Objective 1: In the passage on the Cauchy–Euler equation, why are three different cases considered for the auxiliary equation? Answer in one to three sentences.
Objective 2: Continue the passage on the Cauchy–Euler solutions for the two-level system past its final sentence.

[START OF Text segment]

Equation (13) is the Cauchy–Euler equation. Thus, $y=x^m$ is a solution of the differential equation whenever m is a solution of the auxiliary equation

$$m\left(m^2-3m+\frac{2-\alpha }{1-\alpha }\right)=0$$

There are three different cases to be considered, depending on whether the roots of this auxiliary equation are real and distinct ($0<\alpha <\frac{1}{5}$), real and equal ($\alpha =\frac{1}{5}$), or complex ($\frac{1}{5}<\alpha <1$).

Solving the last equation leads to three different solutions $u_1\left(t\right)$, $v_1\left(t\right)$ and $w_1$ according to the domain of $\alpha$. As a result, the exact solutions of coherence and population inversion can be derived. We consider $u\left(0\right)=0,$$v\left(0\right)=0,w\left(0\right)=-1$ as initial conditions of the two-level system (which means that the initial population is in the ground state). By following the above steps, our methods allow us to obtain two families of dynamical solutions: the solutions in the case $0<\alpha <\frac{1}{5}$ and $\frac{1}{5}<\alpha <1$. All details are given in the Appendix A. The case $\alpha =\frac{1}{5}$ is irrelevant for the study of Atomic Population Inversion, since it is a constant.

[END OF Text segment]
[START OF Data entries]

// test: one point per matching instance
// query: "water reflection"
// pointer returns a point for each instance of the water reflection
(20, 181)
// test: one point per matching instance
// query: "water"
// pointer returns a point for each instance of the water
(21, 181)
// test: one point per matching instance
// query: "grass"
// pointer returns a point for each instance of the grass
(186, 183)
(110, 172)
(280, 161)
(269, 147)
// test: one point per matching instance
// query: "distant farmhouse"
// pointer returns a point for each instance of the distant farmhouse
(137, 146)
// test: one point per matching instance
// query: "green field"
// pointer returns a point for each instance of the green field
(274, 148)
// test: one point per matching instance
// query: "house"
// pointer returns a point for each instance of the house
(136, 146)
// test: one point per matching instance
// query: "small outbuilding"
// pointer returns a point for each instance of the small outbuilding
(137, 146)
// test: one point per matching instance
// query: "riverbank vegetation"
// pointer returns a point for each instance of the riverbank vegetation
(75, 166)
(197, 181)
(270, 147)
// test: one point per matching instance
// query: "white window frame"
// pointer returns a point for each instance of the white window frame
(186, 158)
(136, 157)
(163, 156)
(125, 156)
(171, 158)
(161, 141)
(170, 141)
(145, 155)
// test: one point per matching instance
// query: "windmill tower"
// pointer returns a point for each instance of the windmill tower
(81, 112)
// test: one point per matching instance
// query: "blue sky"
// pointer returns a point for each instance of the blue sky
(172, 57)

[END OF Data entries]
[START OF Data entries]

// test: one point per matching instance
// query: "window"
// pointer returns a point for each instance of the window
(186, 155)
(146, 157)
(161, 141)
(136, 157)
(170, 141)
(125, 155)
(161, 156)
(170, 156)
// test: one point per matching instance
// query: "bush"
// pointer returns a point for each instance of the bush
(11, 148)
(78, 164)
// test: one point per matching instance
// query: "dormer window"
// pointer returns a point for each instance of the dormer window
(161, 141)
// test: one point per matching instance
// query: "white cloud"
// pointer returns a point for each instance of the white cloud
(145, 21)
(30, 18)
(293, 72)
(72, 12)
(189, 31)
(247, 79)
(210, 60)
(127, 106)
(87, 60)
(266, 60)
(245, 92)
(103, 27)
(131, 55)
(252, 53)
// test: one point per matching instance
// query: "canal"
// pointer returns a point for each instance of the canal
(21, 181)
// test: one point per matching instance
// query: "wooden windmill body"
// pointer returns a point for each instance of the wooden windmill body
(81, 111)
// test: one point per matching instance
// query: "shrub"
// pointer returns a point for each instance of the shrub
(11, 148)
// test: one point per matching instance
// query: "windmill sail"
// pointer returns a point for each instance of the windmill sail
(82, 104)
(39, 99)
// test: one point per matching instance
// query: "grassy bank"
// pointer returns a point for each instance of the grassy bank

[END OF Data entries]

Task result 1: The cases depend on the roots of the auxiliary equation. The roots are real and distinct when 0 < α < 1/5, real and equal when α = 1/5, and complex when 1/5 < α < 1.

Task result 2:
4. Discussion

By analytically solving Equation (13), we get a spectrum of solutions that depends on $\alpha$. Therefore, in this part, we discuss the atomic population inversion at the steady state (infinity) for the obtained solutions for two different cases: $0<\alpha <\frac{1}{5}$ and $\frac{1}{5}<\alpha <1$. Hence, we first start examining the case $\frac{1}{5}<\alpha <1$. For $\alpha$ equals to $\frac{1}{2}$, we notice that Equation (13) becomes:

$$\frac{d^3{u}_1}{d{x}^3}+\frac{1}{x^2}\frac{d{u}_1}{dx}=0$$

(16)

This is generated by leads the Modified QEXP pulse analyzed in [41], where the pulse form is given by:

$$\Omega \left(t\right)=\frac{{\Omega }_c{e}^{-3\Gamma t}}{{(1+e^{-2\Gamma t})}^{\frac{3}{2}}}$$

(17)

For this specific case, the form of the pulse is plotted in Figure 2a. Here, we plot the normalized pulse. In fact, we can write $\Omega \left(t\right)=\frac{\Gamma }{k}f\left(t\right)$, where

$$f\left(t\right)=k\Omega \left(t\right)$$

(18)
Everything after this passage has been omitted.